Text segment:
· · · · ·
Delayed somatic effects are those that may occur years after radiation doses are received. Among the delayed effects thus far observed have been an increased potential for the development of cancer and cataracts. Since some forms of cancer are among the most probable delayed effects, the established dose limits were formulated with this risk in mind. These limits are set such that the calculated risk of cancer in radiation workers is an increase of a very small fraction of the normal cancer risk. (More on risk in a moment.)
Genetic, or heritable effects appear in the future generations of the exposed person as a result of radiation damage to the reproductive cells. Genetic effects are abnormalities that may occur in the future generations of exposed individuals. They have been extensively studied in plants and animals, but significant risks for genetic effects in humans are seen to be considerably smaller than the risks for somatic effects. Therefore, the limits used to protect the exposed person from harm are equally effective to protect future generations from harm.
Did you know? If you don’t smoke, your overall risk for death from cancer – not counting occupational radiation exposure – is about 20% - that is one in five Americans die from cancer.
The table below places the possible effects from acute and chronic dose into risk categories. We will look at a comparison of the amount of risk involved in a moment.
Since an embryo/fetus is especially sensitive to radiation, (embryo/fetus cells are rapidly dividing) special considerations are given to pregnant workers. Protection of the embryo/fetus is important because the embryo/fetus is considered to be at the most radiosensitive stage of human development, particularly in the first 20 weeks of pregnancy.
Limits are established to protect the embryo/fetus from any potential effects which may occur from a significant amount of radiation. This radiation exposure may be the result of exposure to external sources of radiation or internal sources of radioactive material.
Potential effects associated with prenatal radiation doses include:
Growth retardation
Small head/ brain size
Mental retardation
Childhood cancer
At present occupation dose limits, the actual risk to the embryo/fetus is small.
· · · · ·
Stored data:
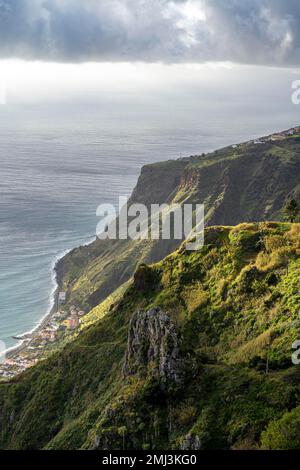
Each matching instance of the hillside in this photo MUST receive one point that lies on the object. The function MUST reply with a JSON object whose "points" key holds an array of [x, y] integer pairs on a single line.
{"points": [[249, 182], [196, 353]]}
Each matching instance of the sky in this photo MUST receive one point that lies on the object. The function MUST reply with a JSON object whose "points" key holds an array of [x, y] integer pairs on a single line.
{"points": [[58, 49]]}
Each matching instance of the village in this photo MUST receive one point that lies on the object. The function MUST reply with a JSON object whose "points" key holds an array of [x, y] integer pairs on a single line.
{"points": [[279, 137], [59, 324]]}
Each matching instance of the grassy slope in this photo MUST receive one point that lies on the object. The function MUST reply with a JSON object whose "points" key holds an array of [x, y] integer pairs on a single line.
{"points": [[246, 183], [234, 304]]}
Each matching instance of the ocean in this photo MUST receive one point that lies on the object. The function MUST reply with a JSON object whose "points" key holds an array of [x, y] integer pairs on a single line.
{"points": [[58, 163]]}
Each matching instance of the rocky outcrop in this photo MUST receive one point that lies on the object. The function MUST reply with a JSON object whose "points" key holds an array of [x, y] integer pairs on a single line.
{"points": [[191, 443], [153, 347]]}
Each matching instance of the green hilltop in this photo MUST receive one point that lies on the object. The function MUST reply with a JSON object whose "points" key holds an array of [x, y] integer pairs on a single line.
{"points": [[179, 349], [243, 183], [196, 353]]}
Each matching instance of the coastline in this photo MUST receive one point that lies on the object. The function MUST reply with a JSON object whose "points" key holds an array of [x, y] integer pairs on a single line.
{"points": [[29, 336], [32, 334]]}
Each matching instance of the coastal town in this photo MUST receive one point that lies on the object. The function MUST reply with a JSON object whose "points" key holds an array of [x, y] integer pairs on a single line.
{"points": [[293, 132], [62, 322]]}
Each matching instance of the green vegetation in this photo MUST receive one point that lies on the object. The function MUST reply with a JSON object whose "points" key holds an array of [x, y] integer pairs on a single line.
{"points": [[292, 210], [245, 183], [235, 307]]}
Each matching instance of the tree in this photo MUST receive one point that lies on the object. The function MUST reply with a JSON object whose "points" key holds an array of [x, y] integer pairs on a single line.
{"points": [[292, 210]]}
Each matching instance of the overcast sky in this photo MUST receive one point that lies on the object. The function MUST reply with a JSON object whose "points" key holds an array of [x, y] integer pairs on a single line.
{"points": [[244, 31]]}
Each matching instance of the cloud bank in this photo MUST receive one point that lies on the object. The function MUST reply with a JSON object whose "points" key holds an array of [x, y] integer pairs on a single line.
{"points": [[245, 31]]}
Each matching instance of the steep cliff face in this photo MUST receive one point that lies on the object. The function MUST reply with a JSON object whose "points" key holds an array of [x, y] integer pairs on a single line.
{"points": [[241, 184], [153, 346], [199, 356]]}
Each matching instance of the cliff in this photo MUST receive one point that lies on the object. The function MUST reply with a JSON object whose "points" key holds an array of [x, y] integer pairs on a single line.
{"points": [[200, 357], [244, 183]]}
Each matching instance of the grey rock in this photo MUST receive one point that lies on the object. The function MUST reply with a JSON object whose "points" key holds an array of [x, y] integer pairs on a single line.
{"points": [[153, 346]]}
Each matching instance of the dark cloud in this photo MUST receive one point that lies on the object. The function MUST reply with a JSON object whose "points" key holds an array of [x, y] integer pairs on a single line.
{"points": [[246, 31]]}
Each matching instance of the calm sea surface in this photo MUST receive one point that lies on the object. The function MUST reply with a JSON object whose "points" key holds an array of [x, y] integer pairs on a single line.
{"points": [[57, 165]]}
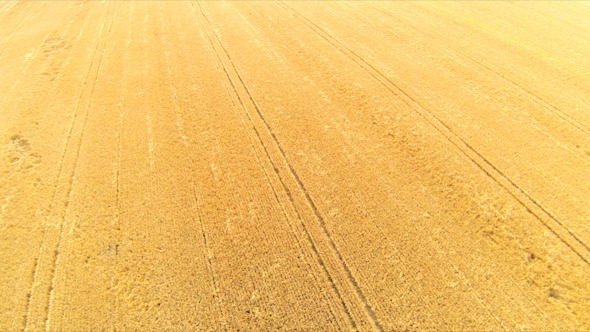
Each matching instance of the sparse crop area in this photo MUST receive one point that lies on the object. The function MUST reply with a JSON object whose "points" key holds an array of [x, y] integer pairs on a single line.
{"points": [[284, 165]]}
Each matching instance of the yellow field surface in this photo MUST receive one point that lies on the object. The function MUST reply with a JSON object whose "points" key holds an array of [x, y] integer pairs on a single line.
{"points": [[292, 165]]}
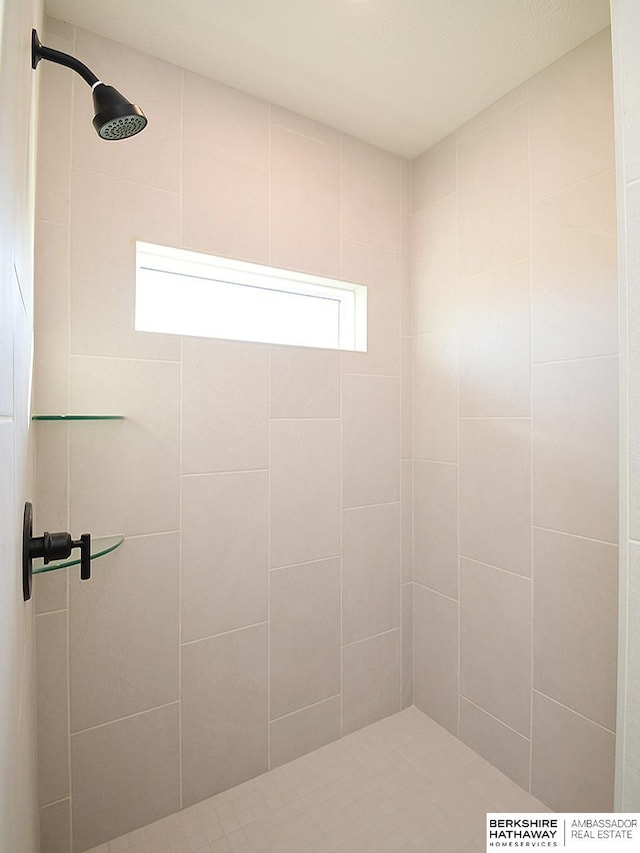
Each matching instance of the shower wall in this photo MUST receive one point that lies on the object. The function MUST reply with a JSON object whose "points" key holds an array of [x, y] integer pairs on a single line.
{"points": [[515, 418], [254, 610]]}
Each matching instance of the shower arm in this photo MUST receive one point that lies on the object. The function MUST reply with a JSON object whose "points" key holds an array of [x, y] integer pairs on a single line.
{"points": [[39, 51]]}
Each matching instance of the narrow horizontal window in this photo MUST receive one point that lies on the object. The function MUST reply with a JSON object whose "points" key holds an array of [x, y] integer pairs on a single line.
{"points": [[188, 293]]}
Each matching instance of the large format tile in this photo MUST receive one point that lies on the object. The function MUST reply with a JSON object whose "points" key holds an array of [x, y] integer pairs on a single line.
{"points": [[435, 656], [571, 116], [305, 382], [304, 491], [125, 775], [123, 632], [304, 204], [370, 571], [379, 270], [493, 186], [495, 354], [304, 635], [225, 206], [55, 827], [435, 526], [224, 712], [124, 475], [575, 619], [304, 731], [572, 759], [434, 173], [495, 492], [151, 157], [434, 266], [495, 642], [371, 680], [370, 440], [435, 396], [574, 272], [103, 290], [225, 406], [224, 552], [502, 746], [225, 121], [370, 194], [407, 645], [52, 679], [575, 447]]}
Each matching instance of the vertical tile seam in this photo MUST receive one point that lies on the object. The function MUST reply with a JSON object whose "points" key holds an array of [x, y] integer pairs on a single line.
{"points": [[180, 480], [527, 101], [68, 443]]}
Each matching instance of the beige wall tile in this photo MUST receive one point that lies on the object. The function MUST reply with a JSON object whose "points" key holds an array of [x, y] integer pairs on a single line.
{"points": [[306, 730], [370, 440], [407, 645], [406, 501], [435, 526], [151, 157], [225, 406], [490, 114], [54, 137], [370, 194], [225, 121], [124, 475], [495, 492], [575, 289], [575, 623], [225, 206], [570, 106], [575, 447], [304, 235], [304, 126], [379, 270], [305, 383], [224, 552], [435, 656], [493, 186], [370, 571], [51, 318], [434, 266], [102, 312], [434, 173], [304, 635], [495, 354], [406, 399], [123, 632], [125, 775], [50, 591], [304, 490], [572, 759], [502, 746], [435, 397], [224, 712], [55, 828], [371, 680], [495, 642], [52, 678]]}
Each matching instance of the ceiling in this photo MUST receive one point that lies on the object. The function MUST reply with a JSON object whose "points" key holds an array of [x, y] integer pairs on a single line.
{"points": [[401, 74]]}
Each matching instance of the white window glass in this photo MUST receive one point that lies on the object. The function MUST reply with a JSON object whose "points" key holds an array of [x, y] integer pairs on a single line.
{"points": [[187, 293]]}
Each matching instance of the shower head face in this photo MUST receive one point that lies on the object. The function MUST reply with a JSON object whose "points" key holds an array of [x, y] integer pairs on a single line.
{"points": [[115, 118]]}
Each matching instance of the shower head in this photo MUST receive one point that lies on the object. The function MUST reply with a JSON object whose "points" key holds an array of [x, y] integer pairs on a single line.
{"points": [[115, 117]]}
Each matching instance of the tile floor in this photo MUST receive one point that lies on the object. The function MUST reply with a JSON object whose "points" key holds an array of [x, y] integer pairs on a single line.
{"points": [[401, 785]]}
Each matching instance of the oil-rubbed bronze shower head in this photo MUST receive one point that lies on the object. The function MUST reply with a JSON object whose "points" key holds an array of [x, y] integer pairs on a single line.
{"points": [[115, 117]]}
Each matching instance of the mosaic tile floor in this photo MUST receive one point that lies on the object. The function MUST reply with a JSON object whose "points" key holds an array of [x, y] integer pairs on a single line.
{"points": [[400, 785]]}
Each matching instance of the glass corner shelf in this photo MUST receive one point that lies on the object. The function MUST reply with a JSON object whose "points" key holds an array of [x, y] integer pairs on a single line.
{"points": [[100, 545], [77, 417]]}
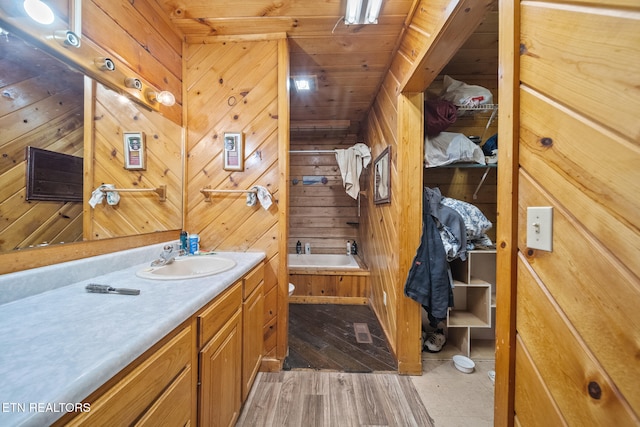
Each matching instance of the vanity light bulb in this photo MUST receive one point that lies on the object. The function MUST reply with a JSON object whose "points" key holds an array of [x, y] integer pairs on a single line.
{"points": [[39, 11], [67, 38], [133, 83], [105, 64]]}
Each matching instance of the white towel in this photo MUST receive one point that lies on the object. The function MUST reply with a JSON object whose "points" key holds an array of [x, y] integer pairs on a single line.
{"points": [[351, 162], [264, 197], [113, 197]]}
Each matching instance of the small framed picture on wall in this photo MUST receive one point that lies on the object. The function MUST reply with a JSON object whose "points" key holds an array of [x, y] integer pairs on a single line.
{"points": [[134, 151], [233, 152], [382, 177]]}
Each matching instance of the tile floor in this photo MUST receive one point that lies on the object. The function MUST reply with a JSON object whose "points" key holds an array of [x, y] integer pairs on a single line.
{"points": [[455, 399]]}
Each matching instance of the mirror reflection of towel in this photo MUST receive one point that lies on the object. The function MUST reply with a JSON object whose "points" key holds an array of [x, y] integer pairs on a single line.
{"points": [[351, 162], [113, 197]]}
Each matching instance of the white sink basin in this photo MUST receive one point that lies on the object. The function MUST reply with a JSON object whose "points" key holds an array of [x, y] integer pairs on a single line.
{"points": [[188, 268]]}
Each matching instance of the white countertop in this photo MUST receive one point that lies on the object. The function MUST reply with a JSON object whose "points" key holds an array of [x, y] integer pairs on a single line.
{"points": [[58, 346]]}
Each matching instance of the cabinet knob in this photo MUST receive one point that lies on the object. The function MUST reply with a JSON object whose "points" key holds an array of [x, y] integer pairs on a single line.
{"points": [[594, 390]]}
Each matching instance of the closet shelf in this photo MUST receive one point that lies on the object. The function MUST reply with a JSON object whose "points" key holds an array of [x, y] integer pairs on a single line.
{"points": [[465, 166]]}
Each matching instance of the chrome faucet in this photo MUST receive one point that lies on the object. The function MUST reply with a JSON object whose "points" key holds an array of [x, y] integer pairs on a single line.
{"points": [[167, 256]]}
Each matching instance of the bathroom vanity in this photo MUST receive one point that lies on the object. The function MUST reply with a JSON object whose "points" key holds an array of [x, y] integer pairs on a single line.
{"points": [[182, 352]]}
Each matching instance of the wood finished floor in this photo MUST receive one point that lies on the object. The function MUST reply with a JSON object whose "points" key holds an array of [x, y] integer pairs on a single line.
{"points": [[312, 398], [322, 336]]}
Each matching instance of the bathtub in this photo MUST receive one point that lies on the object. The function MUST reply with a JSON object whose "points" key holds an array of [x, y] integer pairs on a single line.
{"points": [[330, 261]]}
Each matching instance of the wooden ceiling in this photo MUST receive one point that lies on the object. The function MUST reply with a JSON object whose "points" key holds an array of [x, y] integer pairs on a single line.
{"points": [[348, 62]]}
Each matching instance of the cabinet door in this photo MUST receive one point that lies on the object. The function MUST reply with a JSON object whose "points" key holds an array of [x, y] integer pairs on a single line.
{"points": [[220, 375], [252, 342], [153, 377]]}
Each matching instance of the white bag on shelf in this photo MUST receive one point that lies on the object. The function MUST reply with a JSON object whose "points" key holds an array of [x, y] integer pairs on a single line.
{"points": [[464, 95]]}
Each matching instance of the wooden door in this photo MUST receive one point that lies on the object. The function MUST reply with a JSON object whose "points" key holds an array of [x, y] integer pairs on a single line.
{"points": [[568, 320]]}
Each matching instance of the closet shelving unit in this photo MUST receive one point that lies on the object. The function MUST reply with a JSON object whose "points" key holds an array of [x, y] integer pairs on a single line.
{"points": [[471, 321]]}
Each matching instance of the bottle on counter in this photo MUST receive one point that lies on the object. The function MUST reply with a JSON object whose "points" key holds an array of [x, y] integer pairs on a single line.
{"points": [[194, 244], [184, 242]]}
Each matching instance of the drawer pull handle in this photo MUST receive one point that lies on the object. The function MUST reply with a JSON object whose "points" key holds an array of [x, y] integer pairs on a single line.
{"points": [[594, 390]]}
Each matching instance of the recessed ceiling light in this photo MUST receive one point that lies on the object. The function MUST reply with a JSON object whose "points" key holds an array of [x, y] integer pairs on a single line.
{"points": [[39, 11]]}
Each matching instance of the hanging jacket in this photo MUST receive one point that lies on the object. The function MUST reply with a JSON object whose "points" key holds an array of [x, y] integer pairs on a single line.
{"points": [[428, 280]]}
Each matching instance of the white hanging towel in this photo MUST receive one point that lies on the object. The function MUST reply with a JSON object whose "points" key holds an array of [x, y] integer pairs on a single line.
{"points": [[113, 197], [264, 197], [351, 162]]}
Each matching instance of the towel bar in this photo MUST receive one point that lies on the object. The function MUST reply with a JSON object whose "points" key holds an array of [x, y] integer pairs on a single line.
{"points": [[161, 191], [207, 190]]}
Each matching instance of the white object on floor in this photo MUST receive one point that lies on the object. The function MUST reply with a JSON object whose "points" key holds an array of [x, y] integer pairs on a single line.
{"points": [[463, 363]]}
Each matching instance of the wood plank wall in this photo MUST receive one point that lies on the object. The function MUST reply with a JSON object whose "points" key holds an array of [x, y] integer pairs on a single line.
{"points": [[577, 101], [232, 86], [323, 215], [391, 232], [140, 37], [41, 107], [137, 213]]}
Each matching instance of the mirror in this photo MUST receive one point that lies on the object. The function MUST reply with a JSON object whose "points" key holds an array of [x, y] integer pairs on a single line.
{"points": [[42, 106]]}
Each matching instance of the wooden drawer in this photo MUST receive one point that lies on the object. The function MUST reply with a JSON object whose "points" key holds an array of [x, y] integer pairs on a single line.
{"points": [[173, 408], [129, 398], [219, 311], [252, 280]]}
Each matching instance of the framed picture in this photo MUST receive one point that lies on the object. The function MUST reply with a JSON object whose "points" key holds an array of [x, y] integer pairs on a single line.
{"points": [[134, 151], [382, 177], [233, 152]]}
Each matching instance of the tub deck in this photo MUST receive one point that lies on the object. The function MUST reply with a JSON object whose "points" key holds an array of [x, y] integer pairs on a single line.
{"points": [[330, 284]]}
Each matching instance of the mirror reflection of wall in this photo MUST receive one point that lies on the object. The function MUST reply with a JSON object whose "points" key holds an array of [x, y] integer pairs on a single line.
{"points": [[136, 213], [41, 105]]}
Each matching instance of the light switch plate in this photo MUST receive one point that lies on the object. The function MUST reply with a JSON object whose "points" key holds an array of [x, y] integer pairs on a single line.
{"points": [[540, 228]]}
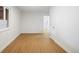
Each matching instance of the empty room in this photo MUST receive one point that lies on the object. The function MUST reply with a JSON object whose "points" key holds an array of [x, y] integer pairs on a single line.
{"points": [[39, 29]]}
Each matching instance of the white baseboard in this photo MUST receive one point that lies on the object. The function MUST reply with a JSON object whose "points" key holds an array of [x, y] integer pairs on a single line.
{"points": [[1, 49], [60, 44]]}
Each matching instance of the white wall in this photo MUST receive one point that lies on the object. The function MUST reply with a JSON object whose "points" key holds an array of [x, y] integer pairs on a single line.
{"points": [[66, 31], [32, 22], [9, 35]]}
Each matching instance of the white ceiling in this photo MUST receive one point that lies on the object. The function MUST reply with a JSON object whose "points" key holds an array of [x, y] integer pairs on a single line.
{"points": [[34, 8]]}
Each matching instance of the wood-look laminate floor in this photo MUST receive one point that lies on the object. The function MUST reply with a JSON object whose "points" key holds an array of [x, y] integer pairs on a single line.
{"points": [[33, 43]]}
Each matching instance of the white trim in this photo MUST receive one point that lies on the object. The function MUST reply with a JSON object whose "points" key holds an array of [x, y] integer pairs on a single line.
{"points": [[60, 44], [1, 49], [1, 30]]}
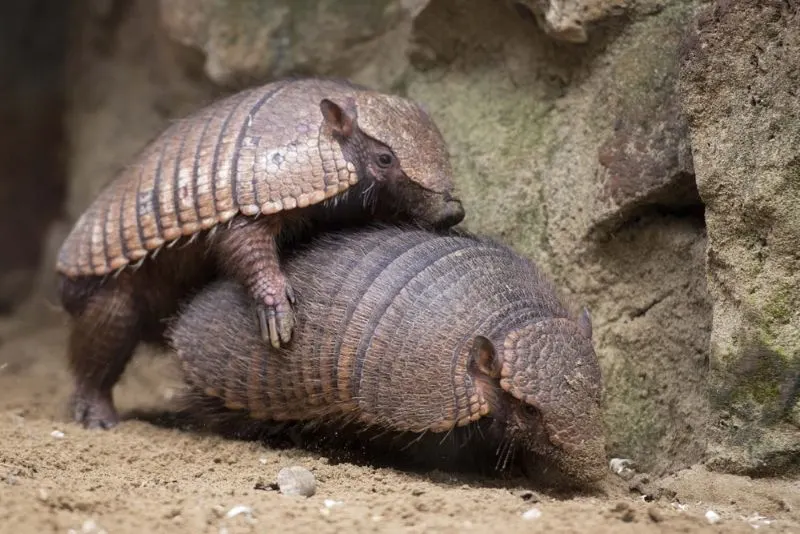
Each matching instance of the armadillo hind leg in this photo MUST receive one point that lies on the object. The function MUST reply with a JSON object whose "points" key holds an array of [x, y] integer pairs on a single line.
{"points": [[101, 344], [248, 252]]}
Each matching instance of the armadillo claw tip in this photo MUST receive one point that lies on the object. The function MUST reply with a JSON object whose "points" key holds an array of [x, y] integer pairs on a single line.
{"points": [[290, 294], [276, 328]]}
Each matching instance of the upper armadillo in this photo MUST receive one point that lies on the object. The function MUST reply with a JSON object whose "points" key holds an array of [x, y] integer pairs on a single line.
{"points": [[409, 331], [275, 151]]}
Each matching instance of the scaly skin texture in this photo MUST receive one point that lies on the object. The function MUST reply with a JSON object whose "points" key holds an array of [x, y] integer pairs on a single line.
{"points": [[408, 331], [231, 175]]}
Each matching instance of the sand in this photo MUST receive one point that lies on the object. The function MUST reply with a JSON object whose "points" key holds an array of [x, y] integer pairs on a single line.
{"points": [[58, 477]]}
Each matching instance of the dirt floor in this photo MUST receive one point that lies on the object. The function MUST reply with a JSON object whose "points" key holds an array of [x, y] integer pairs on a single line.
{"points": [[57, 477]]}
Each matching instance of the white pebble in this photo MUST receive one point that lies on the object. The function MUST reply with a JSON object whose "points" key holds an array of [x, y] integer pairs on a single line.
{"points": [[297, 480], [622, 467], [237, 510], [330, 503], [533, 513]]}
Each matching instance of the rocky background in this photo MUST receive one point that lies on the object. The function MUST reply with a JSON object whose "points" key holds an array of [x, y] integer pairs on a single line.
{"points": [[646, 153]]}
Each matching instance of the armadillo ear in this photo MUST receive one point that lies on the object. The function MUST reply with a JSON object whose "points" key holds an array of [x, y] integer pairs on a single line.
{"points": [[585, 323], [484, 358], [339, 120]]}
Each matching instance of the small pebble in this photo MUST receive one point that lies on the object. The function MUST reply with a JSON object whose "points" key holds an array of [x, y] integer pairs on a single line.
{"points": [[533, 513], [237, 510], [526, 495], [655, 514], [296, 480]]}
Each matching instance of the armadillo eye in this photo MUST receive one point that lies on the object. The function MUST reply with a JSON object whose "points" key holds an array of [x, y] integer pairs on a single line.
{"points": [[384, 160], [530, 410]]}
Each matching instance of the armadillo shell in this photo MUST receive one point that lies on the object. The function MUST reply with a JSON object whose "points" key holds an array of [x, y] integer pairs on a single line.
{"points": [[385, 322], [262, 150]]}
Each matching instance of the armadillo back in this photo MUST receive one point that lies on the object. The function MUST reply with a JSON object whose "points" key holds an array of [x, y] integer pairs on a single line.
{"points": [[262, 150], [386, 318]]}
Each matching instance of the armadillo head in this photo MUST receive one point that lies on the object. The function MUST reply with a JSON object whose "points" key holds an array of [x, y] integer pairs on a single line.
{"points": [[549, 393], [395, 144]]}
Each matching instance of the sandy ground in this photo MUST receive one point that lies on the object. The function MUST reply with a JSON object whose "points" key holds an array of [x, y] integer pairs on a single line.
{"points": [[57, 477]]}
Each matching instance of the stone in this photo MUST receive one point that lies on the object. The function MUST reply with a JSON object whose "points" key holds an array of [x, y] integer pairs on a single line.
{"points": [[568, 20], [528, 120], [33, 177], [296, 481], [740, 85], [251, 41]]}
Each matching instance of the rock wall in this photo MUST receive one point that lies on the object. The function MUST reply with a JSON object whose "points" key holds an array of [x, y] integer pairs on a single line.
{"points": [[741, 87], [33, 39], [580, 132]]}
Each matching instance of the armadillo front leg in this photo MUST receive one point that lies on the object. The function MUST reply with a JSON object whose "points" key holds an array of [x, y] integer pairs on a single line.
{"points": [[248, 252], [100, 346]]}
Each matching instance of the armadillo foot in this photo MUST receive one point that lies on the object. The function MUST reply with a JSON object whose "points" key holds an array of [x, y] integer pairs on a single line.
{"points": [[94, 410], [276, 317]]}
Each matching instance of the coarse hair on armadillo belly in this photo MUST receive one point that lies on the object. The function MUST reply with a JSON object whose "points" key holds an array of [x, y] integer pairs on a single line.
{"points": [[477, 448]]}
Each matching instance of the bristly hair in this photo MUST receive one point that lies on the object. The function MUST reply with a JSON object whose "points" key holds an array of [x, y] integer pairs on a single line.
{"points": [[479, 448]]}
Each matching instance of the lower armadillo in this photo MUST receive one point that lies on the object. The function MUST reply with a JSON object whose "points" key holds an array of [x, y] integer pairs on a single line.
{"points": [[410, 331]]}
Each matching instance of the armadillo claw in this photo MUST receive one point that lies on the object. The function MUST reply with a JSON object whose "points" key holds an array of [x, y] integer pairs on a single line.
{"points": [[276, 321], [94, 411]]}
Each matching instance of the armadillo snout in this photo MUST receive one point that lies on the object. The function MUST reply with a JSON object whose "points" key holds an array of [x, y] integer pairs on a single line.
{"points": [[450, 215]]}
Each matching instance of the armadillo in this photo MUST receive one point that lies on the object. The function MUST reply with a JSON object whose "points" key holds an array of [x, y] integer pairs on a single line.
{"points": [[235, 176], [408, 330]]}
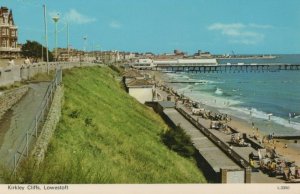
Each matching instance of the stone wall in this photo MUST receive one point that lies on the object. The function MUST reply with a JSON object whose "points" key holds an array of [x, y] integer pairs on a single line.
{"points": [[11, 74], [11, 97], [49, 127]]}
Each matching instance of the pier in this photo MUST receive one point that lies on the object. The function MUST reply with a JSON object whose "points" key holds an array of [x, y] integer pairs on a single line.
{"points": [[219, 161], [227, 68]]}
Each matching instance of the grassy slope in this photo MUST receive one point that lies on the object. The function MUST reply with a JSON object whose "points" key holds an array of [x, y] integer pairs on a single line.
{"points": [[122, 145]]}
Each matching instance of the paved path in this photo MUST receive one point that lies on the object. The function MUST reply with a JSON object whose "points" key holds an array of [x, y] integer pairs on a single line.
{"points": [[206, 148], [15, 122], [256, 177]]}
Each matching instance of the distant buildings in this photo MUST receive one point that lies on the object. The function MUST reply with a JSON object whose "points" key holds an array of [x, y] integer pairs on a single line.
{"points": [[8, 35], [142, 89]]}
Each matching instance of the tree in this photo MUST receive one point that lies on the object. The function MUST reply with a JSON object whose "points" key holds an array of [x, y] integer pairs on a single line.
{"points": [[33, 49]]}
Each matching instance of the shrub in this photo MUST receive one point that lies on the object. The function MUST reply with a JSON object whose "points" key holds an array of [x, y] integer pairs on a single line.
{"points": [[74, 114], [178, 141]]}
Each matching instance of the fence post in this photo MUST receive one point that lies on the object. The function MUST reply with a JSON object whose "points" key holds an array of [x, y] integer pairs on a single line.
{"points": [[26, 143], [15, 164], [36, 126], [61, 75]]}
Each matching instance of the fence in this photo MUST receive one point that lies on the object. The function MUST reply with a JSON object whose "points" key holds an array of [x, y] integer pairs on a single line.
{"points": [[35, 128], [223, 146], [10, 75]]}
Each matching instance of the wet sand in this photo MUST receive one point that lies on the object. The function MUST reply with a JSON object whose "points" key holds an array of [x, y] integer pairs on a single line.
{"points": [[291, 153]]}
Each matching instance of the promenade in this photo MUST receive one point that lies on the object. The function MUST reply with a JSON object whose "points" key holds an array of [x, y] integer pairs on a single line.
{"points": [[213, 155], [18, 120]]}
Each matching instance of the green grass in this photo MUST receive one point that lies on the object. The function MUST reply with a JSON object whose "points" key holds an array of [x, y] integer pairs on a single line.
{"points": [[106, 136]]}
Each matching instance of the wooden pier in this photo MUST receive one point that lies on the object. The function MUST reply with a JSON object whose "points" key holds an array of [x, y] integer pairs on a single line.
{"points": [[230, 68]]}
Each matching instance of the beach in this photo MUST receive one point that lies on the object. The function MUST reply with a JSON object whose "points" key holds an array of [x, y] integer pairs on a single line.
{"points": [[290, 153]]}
· · · · ·
Aim of the task: Continue the passage on the health effects of radiation exposure, starting after its final sentence.

Reply to the exercise:
Acceptance of a risk is a highly personal matter. It requires a good deal of informed judgment. The risks associated with occupational radiation doses are considered acceptable as compared to other occupational risks by virtually all the scientific groups who have studied them. The following chart may help you put the potential risk of radiation into perspective when compared to other occupations and daily activities.
Note: The “life expectancy lost” value is determined from data on percentage of deaths due to the risk factor weighted by the age at death. Since radiation related deaths are calculated values, they are based on the assumption of cancer as the cause of death, with the associated mean age of death from cancer victims. All radiation risk values are based on the latest report from the National Academy of Sciences’ Biological Effects of Ionizing Radiation (BEIR) series – BEIR V.
A Comparison: Remember the 20% cancer risk mentioned earlier? If you receive 400 mrem/yr for 30 years, your calculated cancer risk is 20.5%. Smokers have a 25% cancer risk.
The table below presents another way of looking at health risks. This table lists activities calculated to have a one-in-a-million chance of causing death.
Conclusions Regarding Health Risk
We assume that any radiation exposure, no matter how small, carries with it some risk. However, we know that on average these risks are comparable to or smaller than risks we encounter in other activities or occupations that we consider safe. Since we have extensive control over how much radiation exposure we receive on the job, we can control and minimize this risk. The best approach is to keep our dose As Low As Reasonably Achievable, or ALARA – a term we will discuss in detail later. Minimizing the dose minimizes the risk.